▸ TO DO: Copy the rows below word for word, leaving nothing out and changing nothing.

***** RECORDED INFORMATION

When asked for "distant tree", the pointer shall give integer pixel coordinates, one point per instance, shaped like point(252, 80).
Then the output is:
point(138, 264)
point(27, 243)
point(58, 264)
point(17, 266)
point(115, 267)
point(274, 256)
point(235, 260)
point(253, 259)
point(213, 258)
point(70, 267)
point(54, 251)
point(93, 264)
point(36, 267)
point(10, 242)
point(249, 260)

**********

▸ SOLUTION TO THIS TASK:
When asked for "distant tree", the pointer shall give integer pixel coordinates, one point per instance, shaped like point(252, 80).
Then the output is:
point(138, 264)
point(27, 243)
point(58, 264)
point(17, 266)
point(115, 267)
point(274, 256)
point(235, 260)
point(253, 259)
point(213, 258)
point(70, 267)
point(54, 251)
point(93, 264)
point(36, 267)
point(10, 242)
point(249, 260)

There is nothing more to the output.